[Exercise inputs]

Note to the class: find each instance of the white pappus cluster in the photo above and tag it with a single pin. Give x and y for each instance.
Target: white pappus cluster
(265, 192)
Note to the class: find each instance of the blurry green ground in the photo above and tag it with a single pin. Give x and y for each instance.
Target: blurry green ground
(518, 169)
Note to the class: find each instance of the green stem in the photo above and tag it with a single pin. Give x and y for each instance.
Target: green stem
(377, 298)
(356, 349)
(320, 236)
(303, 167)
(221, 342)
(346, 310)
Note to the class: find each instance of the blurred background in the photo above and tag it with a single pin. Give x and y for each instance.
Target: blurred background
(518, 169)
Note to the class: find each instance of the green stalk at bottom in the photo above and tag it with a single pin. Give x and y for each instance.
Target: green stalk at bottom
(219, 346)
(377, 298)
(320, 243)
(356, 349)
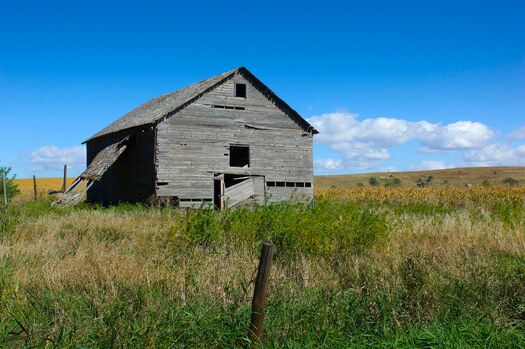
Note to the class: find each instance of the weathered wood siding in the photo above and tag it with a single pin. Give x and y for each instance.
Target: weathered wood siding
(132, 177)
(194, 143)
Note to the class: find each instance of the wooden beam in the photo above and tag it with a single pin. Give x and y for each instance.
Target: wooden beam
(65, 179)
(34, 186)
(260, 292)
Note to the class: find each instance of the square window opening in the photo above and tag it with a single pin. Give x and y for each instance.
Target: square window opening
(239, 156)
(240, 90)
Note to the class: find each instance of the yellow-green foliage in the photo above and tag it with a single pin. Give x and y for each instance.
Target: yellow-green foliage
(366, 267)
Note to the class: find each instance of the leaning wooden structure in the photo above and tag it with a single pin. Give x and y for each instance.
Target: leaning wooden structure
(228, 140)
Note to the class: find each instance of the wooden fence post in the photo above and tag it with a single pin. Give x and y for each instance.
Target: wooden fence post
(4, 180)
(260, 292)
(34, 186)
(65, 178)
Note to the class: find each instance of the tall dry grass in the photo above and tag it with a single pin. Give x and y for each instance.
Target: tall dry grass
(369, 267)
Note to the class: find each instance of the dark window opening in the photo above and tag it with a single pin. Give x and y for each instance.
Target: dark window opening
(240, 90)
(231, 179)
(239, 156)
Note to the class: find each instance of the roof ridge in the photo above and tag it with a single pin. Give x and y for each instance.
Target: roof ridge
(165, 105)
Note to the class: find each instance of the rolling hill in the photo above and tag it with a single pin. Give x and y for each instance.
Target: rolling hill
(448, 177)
...
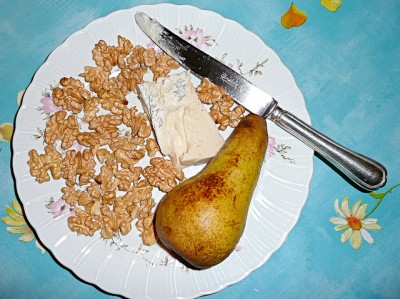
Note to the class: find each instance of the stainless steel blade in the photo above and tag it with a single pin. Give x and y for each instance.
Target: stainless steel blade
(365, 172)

[Stated problem] Which lines of the entries above contain the word "structure"? Gather every such line and copy it out in full.

[Output for this task]
Note to the class: find each instance of the leaning wooden structure in the photo above and tag it with a single pin. Give x and y for each instance.
Target: leaning wooden structure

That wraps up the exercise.